Text provided =
DiLorenzo says she is willing to stand in front of one of the trees to protect it from the axe in the hope a peaceful resolution can be reached.
“I don’t want to get hurt, that’s all,” she says.
“I’m assuming nobody is going to grab me or knock me to the ground.”
Fellow protestor Lucian Chaffey, who kept an overnight vigil by the trees on Wednesday night, says she’s willing to take a step further.
“I’ve already practiced climbing the tree,” she tells InDaily.
“I can climb pretty high, I’m a really good climber.”
Once up the tree, Chaffey says she will chain herself to one of the branches.
“I’m a little bit concerned about what’s going to happen when they try to get me out of the tree, but I’ve already practiced which tree I’m going to get up without a ladder.”
Chaffey says she’s protesting against what she claims has been a secretive process to approve the trees’ removal.
She is frustrated that Renewal SA has refused to publicly reveal when it will remove the trees, instead telling InDaily last month that the removal would occur “in a sequence necessary to complete the planned public realm works”.
“It’s so double-speak and just very cloak and dagger,” she says.
“They’re concealing information – even (city) councillors don’t even know when the removal is set to take place.
“But it’s looking like things are going on and I think Council and Renewal SA are well aware that there’s quite a strong response from the public, so they’re going to try and get it done as quickly as possible and hope that the people of Adelaide will just roll over and take it the way we have for so long.”

[Point-per-instance localization data]
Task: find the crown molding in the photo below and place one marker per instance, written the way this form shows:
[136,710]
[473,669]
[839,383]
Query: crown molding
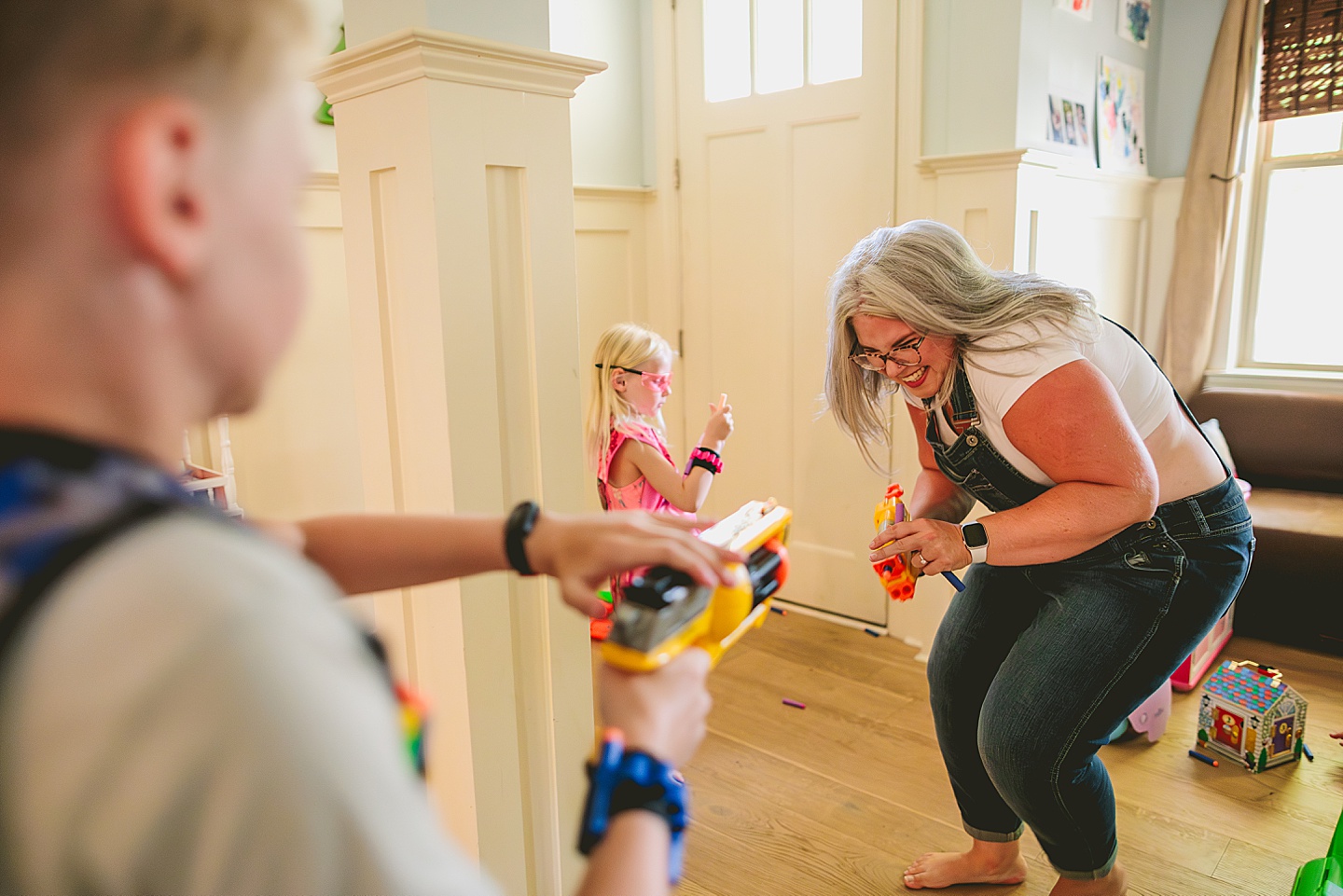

Assigned task A =
Please list every person and organization named in the tree protest passage, leaving out the city council.
Assigned task B =
Print the tree protest passage from "DiLorenzo says she" up to and including "of the branches.".
Assigned task C =
Write what comes next in the tree protest passage, starting after its final sentence.
The records come from a separate source.

Task output A =
DiLorenzo, Lucian Chaffey, InDaily, Renewal SA

Task output B =
DiLorenzo says she is willing to stand in front of one of the trees to protect it from the axe in the hope a peaceful resolution can be reached.
“I don’t want to get hurt, that’s all,” she says.
“I’m assuming nobody is going to grab me or knock me to the ground.”
Fellow protestor Lucian Chaffey, who kept an overnight vigil by the trees on Wednesday night, says she’s willing to take a step further.
“I’ve already practiced climbing the tree,” she tells InDaily.
“I can climb pretty high, I’m a really good climber.”
Once up the tree, Chaffey says she will chain herself to one of the branches.

Task output C =
InDaily asked Renewal SA again this morning to confirm when the trees will be removed.
A spokesperson responded: “Works have commenced on the public realm within the Lot Fourteen’s site boundary.
“Renewal SA has obtained landlord approval for works outside the boundary.
“Renewal SA has met all requirements in relation to construction specifications and regulations, as well as safety standards for these works.”
In the meantime, Chaffey says she will continue to protect the trees, which she says provide essential shade along North Terrace and house a plethora of wildlife.
“Every tree has got multiple hollows with lorikeets and musk lorikeets nesting in them,” she says.
“There’s a friendly possum that we’ve named Abade who visits the workers for breakfast and lunch and who came out overnight and was sitting on my backpack and just hanging out with us sharing some cashew nuts.
“We’ve contacted many wildlife organisations and there seems to be no plan for the removal of the wildlife or where their relocation will be.
“RSPCA and Wilderness Society and all those type of orgs have said to us that quite often they just get a call as the trees is being cut down and they just pick up what’s still living on the ground.”
City councillor Robert Simms, who opposed the trees’ removal, was also outside Lot Fourteen this morning.
“I’m on my way to check out the site now, but I’ve heard that there’s some preparatory work that’s being done from some of the people who have been with the trees over the last few days,” he told InDaily.
“I’m really concerned that Renewal SA might be planning to remove the trees over the long weekend in a way to remove public scrutiny.
“I think that would be a pretty shameful thing to do so I hope they reconsider and don’t try and dodge public scrutiny in that way.”
Simms says he will ask city council administration when the trees will be removed during Tuesday night’s council meeting.
“I’ve had lots of members of the community contact me asking me when these trees are going to be removed,” he says.
“I think that reflects the importance of the trees to not just the people of Adelaide but the whole South Australian community.”
But Chaffey says Tuesday could be too late.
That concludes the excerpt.